**Exercise:**
Select every line in the records that contains the string "golden", and copy each one. Match case exactly.

Data items
########

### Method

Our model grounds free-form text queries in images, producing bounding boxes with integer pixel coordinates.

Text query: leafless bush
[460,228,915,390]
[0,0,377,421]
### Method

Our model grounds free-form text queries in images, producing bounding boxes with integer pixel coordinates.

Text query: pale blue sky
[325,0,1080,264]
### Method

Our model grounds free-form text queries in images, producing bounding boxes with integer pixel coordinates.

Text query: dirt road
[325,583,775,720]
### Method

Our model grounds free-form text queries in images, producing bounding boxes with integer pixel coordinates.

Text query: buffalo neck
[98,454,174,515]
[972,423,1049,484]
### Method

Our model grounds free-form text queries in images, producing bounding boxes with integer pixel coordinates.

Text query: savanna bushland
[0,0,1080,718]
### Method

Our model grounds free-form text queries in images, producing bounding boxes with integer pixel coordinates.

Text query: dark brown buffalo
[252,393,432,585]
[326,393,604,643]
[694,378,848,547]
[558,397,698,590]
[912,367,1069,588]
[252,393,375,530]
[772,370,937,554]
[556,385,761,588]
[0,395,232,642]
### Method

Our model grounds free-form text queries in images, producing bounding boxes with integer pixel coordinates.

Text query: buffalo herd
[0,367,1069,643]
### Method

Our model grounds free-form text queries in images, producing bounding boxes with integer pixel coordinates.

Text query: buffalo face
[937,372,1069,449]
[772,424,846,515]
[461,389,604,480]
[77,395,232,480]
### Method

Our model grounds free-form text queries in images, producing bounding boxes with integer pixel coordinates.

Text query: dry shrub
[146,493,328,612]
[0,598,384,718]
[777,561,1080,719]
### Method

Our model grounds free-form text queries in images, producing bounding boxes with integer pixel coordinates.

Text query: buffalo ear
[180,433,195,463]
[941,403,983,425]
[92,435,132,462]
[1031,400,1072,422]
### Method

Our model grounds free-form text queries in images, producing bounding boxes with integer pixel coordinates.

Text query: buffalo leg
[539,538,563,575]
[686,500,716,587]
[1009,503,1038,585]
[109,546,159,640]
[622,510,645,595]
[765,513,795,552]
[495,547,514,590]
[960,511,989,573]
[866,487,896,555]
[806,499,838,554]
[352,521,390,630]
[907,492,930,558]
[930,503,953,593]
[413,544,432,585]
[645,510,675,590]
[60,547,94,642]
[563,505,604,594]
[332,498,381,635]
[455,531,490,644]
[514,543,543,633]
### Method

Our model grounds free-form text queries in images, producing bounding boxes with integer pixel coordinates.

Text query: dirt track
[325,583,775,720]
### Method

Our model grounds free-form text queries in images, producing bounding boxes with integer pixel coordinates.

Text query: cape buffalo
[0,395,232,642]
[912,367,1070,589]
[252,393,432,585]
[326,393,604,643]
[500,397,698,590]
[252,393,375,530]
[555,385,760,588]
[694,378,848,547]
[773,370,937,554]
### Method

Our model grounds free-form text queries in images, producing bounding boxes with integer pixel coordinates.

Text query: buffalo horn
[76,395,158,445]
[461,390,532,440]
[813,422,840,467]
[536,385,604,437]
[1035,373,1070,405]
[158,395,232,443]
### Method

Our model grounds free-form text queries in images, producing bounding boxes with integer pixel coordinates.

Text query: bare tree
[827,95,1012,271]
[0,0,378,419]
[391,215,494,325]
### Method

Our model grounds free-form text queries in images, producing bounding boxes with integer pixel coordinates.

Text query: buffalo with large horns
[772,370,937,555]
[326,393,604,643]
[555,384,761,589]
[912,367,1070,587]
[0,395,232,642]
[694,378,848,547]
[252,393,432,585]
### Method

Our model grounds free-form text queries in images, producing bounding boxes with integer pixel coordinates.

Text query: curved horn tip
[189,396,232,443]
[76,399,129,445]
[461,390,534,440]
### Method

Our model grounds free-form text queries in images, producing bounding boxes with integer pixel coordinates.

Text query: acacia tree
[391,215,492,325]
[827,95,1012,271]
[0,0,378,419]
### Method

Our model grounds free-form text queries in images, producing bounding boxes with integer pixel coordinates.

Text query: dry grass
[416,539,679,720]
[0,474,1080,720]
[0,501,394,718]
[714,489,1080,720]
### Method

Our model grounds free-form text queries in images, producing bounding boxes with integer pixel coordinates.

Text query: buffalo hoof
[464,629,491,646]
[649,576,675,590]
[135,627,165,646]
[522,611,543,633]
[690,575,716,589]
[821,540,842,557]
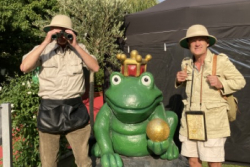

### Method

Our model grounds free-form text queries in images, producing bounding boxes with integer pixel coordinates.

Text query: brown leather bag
[212,55,239,122]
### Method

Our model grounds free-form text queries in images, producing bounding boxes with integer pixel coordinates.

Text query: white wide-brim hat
[179,24,217,49]
[43,15,77,35]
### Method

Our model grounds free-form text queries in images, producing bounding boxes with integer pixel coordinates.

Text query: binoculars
[51,31,73,40]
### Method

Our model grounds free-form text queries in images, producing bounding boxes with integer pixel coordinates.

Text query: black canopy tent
[124,0,250,164]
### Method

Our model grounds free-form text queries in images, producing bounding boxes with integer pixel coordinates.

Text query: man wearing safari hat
[20,15,99,167]
[176,25,246,167]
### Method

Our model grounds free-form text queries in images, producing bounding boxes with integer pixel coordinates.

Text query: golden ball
[146,118,170,142]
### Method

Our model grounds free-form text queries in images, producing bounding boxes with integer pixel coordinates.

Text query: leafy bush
[0,73,40,167]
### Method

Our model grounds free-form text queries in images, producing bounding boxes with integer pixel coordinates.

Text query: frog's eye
[141,76,151,86]
[112,75,121,85]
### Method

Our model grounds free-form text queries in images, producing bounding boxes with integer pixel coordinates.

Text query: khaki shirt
[24,42,95,100]
[177,50,246,138]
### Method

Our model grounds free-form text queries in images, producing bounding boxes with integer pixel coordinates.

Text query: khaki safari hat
[43,15,77,35]
[179,24,217,49]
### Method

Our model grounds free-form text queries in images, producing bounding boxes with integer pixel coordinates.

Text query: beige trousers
[39,124,92,167]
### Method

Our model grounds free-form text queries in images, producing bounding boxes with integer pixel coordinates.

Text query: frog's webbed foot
[101,153,123,167]
[148,140,169,155]
[161,141,179,160]
[91,143,101,157]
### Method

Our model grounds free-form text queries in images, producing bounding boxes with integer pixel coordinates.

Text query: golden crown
[116,50,152,77]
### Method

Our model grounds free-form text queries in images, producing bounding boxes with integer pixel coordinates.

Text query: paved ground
[0,109,2,145]
[58,154,189,167]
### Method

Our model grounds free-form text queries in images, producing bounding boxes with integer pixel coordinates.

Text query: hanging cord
[189,63,195,111]
[200,63,204,110]
[189,60,204,111]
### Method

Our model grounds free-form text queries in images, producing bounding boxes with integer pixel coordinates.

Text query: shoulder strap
[212,55,217,75]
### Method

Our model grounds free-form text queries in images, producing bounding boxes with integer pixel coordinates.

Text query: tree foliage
[126,0,157,13]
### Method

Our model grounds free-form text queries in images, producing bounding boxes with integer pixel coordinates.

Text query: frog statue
[92,51,179,167]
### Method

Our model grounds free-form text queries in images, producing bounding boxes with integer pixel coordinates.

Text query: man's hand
[65,30,77,48]
[207,75,223,89]
[176,70,187,84]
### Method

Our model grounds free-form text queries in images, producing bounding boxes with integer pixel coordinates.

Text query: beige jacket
[180,49,246,138]
[24,42,95,100]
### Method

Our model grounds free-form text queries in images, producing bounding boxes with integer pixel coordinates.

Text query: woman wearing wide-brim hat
[21,15,99,167]
[176,24,246,167]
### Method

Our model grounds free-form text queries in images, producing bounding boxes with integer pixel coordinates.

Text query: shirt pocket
[41,60,58,78]
[204,138,226,147]
[67,60,83,76]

########

**Result of this exercise:**
Text query: golden ball
Text query: golden crown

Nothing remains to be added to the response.